_EXTRACT TO READ:_
Conservative writers and Middle East analysts are posting moving tributes over the loss of one of their colleagues, Barry Rubin, who died Monday after a battle with cancer. He was 64.

Friends and Colleagues Mourn Barry Rubin, Middle East Scholar and Defender of Israel

Renowned Middle East scholar Barry Rubin died Monday after battling cancer. (Photo: Facebook)

Rubin, a prolific and intrepid Middle East scholar based in Tel Aviv, was a widely followed expert who published his analyses several times a week and wrote or edited 40 books, some of which he made available online for free after his diagnosis 17 months ago.

“He wrote more cogently of the Middle East than almost anyone alive, maybe than anyone alive in the English language,” his friend and colleague Roger Simon of PJ Media wrote.

The Jewish Press wrote: “Barry Rubin’s was a rare voices of clarity in the Israeli academia and in Jewish media. He was one of the good guys,” and added that he was “one of the great intellectual defenders of Israel.”

TheBlaze quoted Rubin for some of Middle East stories, and he was a contributing writer on Glenn Beck’s book “Cowards: What Politicians, Radicals, and the Media Refuse to Say” and in 2011 wrote an analysis in the Jerusalem Post supporting Beck’s presentation of the regional conflicts.

Holding a Ph.D. in Middle East studies, Rubin directed the Global Research in International Affairs Center, posted a regular column for PJ Media and served as editor of the Middle East Review of International Affairs Journal.

The blog Yid with Lid wrote: “Professor Barry Rubin, is more than one of the great intellectual defenders of Israel, he was my teacher and a friend. When we first met,  it was Barry who taught me to change from being a frothing at the mouth lunatic to a thoughtful commentator. He taught me to discern the quality of information coming from the trash.”

Rubin was once a senior fellow at the Washington Institute for Near East Policy. Its executive director Robert Satloff wrote: “Barry was a brilliant scholar who was passionately committed to the pursuit of truth. He brought this determination to his fight against cancer. His death is a loss to the broader community of Middle East scholars.”

Rubin once described his professional life as “an iceberg,” according to a quotation published by the Jewish Press.

_EXERCISE TASKS:_
1. Do these statements agree with the article on Barry Rubin? For each, answer yes or no and quote the deciding words.
(a) Rubin was based in Jerusalem.
(b) After his diagnosis, Rubin made some of his books available online for free.
(c) Rubin was once a senior fellow at the Washington Institute for Near East Policy.
2. Using the article on Barry Rubin, answer each item below and mark your answers (a), (b), (c).
(a) How old was Rubin when he died?
(b) How many books did Rubin write or edit?
(c) Which center did Rubin direct?
3. Can you carry the article on Barry Rubin forward, starting after its final sentence?

_DATASET EXTRACT:_
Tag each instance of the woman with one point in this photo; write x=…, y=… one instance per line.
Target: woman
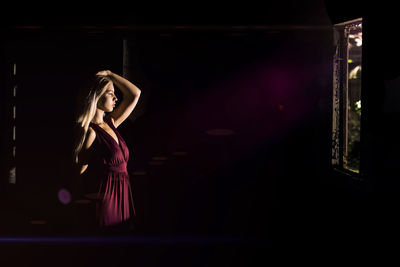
x=101, y=153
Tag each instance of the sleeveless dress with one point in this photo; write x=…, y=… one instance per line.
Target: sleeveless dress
x=108, y=181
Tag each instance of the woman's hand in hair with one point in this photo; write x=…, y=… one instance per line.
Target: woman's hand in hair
x=103, y=73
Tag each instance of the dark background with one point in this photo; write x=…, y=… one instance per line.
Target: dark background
x=270, y=183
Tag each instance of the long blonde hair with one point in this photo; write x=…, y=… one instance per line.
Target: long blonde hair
x=87, y=105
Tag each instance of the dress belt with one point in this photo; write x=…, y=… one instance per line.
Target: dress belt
x=118, y=168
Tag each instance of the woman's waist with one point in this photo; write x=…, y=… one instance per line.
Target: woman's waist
x=120, y=167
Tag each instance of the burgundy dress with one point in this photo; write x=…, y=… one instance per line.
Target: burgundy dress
x=108, y=178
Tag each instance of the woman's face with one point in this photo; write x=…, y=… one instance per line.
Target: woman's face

_ANSWERS TO THE TASKS:_
1.
(a) No: "based in Tel Aviv"
(b) Yes: "some of which he made available online for free after his diagnosis 17 months ago"
(c) Yes: "Rubin was once a senior fellow at the Washington Institute for Near East Policy."

2.
(a) 64
(b) 40
(c) The Global Research in International Affairs Center

3.
“What you see is only a small portion of what goes on behind the scenes, including contacts with people all over the region, sometimes people whose lives would be in danger if it were known they were talking to me,” he said. “As an Israeli, I often find it’s much easier to talk with Turks, Iranians and Arabs because we are on the same page – especially in private – about understanding the reality of the region compared to the fantasies often held in Western academic, media and governmental circles.”

Friends and colleagues marveled at how despite battling the cancer that had struck him, they saw Rubin continue to travel and work hard, including reenacting the Battle of Gettysburg last summer with his son, and guiding American visitors around Israel.

But on Monday, visitors saw a post on Rubin’s Facebook page announcing his death: “To our great sadness, Barry Rubin passed away this morning. He was surrounded by his wife and children. Your love, support, and prayers have been greatly appreciated.”

Among Rubin’s writings was an analysis in 2011 defending Glenn Beck from critics as he was preparing gatherings in support of Israel in Jerusalem and Caesarea.  Rubin wrote that Beck “has a better grasp of Middle East politics than most Western experts, not to mention Western leaders.”

“Certainly, Beck makes silly mistakes on factual matters and details. Yet what’s important is that he comprehends the big picture,” Rubin wrote, admitting that he had watched “virtually every television and radio show that Beck has done over the last two years.”

“When people voice absurd and slanderous stereotypes about Beck, it turns out they haven’t actually listened to what he’s been saying,” Rubin said.

Rubin attributed Becks getting it right to these factors, “Common sense; courage; knowing the difference between right and wrong, willingness to learn, and readiness to admit when one has been wrong. These are virtues often lacking among those with more elegant reputations and impressive diplomas.”

Rubin’s colleague Dave Swindle at PJ Media compiled a list of Rubin’s books that are currently available for download as well as a preview of his two upcoming books that he was working on as he was battling the deadly disease.

According to the Washington Institute, Rubin’s resume included being a Fulbright fellow, holding a Ph.D. from Georgetown University, and holding teaching positions over the years at the American University, Bar-Ilan University, Georgetown University, the Johns Hopkins School of Advanced International Studies, Tel Aviv University and other institutions of higher learning.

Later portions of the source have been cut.